**Written instruction 1:**
According to the caching patterns article, what causes of a bottleneck in the execution chain are named? List each one.
**Written instruction 2:**
From the caching patterns article, reproduce the passage from "For writes, it's" to "one (e.g. Hazelcast).".
**Written instruction 3:**
Translate this sentence from the caching patterns article into Spanish: "This is the trade-off that caching offers: stale data vs. speed."

A Hitchhiker’s Guide to Caching Patterns

Nicolas Fränkel - Dec 8 '20 - - Dev Community

When your application starts slowing down, the reason is probably a bottleneck somewhere in the execution chain. Sometimes, this bottleneck is due to a bug. Sometimes, somebody didn't set up the optimal configuration. And sometimes, the process of fetching the data is the bottleneck.

One option would be to change your whole architecture. Before moving to such a drastic, and probably expensive measure, one can consider a trade-off: instead of getting remote data every time, you can store the data locally after the first read. This is the trade-off that caching offers: stale data vs. speed.

Deciding to use caching is just the first step in a long journey. The next step is to think about how your application and the cache will interact. This post focuses on your options regarding those interactions.

Cache-Aside

Cache-Aside is probably the most widespread caching pattern. With this approach, your code handles the responsibility of orchestrating the flow between the cache and the source of truth.

Regarding reads, it translates as the following:

Cache Aside Read

For writes, it's even simpler:

Cache Aside Write

The biggest advantage of using Cache-Aside is that anybody can read the code and understand its execution flow. Moreover, the requirements toward the cache provider are at their lowest: it just needs to be able to get and set values. That allows for pretty straightforward migrations from a cache provider to another one (e.g. Hazelcast).

The biggest issue of Cache-Aside is that your code needs to handle the inconsistency gap between the cache and the datastore. Imagine that you've successfully updated the cache but the datastore fails to update. The code needs to implement retries. Worse, during unsuccessful retries, the cache contains a value that the datastore doesn't.

Switching the logic to update the datastore first doesn't change the problem. What if the datastore updates successfully but the cache doesn't?

Read-Through

Compared to Cache-Aside, Read-Through moves the responsibility of getting the value from the datastore to the cache provider.

**Position annotation records:**

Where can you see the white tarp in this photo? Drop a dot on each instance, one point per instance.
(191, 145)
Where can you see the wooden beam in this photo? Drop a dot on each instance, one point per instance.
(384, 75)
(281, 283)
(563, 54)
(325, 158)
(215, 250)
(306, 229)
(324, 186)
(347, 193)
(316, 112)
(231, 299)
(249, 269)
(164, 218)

**Result 1:**
- A bug
- Somebody didn't set up the optimal configuration
- The process of fetching the data

**Result 2:**
For writes, it's even simpler:

Cache Aside Write

The biggest advantage of using Cache-Aside is that anybody can read the code and understand its execution flow. Moreover, the requirements toward the cache provider are at their lowest: it just needs to be able to get and set values. That allows for pretty straightforward migrations from a cache provider to another one (e.g. Hazelcast).

**Result 3:**
Esta es la concesión que ofrece el almacenamiento en caché: datos obsoletos frente a velocidad.